TASK DETAILS
Could you give everything from the line containing "every visible sky." down to the end of the listing below as a numbered list, leaving out any blank lines?

Begin RECORDS PROVIDED

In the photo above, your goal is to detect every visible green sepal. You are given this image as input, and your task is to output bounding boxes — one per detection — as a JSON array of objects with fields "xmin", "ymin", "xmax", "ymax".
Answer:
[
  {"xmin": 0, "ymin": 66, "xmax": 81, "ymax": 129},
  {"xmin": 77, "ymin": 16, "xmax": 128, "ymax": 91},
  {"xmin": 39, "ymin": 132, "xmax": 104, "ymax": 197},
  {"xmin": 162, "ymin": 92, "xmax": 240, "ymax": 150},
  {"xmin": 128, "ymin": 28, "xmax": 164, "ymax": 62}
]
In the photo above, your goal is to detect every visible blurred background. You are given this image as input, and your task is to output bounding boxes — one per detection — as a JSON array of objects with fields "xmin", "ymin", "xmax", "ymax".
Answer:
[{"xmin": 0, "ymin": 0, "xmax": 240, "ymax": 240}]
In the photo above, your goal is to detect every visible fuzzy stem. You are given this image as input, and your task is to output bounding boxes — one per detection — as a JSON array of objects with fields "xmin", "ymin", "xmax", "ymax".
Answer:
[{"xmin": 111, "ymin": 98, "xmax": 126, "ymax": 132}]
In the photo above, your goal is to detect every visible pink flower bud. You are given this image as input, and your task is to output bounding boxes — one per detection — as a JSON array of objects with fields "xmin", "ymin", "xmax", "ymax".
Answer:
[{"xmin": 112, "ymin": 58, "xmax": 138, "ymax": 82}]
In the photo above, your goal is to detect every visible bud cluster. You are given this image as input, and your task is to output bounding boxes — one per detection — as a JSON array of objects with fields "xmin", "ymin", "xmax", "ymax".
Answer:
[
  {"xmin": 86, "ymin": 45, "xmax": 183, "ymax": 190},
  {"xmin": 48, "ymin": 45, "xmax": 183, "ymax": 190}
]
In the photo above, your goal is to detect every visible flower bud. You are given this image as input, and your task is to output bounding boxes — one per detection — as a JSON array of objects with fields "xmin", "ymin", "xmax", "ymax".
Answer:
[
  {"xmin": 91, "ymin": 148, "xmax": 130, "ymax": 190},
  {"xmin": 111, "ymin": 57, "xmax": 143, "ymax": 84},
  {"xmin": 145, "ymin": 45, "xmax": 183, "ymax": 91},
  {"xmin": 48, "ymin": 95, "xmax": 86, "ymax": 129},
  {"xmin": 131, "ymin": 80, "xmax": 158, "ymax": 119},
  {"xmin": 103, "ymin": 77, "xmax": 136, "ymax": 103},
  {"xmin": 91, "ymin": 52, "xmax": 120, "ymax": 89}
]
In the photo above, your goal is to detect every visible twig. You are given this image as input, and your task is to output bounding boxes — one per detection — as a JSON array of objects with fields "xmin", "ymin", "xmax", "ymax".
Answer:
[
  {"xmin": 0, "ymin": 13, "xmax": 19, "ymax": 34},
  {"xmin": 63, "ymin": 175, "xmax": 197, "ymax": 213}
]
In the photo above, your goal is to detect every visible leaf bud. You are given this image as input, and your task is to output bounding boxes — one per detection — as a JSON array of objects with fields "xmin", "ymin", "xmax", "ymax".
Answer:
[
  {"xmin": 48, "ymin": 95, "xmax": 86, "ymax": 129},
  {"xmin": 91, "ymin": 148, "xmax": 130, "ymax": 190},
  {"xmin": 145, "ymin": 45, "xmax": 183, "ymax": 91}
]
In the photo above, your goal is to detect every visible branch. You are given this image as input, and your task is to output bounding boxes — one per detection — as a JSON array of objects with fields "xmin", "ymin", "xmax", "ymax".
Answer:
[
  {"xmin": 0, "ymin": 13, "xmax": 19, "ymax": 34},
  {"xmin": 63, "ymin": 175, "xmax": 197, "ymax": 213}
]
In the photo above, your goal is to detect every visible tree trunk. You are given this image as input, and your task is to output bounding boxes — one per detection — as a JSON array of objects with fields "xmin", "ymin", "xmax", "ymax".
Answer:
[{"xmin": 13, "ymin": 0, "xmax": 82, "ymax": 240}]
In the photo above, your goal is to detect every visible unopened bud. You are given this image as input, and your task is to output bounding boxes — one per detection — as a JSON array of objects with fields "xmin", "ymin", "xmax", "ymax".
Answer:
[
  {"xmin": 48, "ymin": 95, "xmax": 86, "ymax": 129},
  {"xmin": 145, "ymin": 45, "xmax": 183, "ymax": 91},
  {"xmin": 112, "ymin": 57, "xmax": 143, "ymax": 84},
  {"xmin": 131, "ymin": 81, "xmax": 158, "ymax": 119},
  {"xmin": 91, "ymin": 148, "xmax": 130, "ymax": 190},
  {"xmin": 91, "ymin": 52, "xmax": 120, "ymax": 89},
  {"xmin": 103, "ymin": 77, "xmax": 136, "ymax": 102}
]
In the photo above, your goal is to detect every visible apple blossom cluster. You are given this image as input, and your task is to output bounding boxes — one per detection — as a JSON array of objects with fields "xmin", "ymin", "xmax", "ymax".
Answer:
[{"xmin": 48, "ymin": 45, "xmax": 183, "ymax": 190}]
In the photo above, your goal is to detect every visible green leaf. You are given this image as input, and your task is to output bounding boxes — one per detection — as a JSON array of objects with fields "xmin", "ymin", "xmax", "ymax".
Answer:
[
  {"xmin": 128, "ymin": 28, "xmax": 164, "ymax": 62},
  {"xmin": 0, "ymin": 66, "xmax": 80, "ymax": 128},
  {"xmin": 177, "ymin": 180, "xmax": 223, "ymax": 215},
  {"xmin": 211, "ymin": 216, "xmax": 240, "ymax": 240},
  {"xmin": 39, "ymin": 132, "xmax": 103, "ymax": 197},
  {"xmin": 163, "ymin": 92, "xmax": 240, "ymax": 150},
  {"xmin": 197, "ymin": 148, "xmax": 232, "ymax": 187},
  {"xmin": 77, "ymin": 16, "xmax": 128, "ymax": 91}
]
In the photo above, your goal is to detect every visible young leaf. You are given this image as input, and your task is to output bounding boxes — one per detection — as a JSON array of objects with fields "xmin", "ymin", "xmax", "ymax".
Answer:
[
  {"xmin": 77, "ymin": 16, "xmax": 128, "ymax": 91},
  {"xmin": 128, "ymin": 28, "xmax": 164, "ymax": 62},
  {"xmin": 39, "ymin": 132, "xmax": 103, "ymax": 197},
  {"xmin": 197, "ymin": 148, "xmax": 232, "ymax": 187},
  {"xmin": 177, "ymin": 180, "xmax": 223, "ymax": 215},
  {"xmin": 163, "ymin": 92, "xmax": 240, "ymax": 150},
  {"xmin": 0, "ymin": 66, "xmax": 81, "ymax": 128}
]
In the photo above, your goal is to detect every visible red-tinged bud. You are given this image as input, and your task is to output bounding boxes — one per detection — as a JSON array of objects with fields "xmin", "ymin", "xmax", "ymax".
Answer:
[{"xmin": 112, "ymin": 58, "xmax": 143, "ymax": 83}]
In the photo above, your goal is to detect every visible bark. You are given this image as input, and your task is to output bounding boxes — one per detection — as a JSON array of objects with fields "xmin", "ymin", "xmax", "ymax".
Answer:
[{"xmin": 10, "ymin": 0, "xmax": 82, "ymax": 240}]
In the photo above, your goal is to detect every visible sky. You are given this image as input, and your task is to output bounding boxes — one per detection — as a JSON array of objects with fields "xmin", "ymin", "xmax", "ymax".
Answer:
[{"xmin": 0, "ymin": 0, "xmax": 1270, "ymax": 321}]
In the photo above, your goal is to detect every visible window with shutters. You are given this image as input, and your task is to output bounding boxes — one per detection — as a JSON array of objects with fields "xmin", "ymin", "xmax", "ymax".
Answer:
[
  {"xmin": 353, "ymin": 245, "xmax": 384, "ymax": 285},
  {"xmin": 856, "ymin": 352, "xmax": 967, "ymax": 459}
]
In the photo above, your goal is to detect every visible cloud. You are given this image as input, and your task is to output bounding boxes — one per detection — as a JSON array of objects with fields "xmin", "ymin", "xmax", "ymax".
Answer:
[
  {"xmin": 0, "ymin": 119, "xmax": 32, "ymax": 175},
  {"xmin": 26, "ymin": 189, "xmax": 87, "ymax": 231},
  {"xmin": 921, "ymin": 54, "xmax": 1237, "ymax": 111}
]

End RECORDS PROVIDED

THE RESPONSE
1. In the photo above, your goal is to detect every visible sky. You are given this image as input, and your task is to output bounding boxes — one per detection — as a JSON array of objects with fields "xmin", "ymin", "xmax", "ymax".
2. Answer:
3. [{"xmin": 0, "ymin": 0, "xmax": 1270, "ymax": 321}]
4. In the photo above, your goal is to detect every visible window with shutters. You are given this image as input, and your task is to output bounding boxes — one per detection — as a JSON array of objects with fields "xmin", "ymin", "xmax", "ymax".
5. Answer:
6. [
7.   {"xmin": 353, "ymin": 245, "xmax": 384, "ymax": 285},
8.   {"xmin": 856, "ymin": 352, "xmax": 967, "ymax": 459}
9. ]
10. In the photo above, your goal is to detect every visible cloud. You are given this image as input, and your task is to output bounding boxes — one per detection — as a JSON array of objects with fields "xmin", "ymin", "xmax", "ymax".
11. Answer:
12. [
13.   {"xmin": 0, "ymin": 119, "xmax": 32, "ymax": 175},
14.   {"xmin": 26, "ymin": 189, "xmax": 87, "ymax": 231},
15.   {"xmin": 921, "ymin": 54, "xmax": 1237, "ymax": 111}
16. ]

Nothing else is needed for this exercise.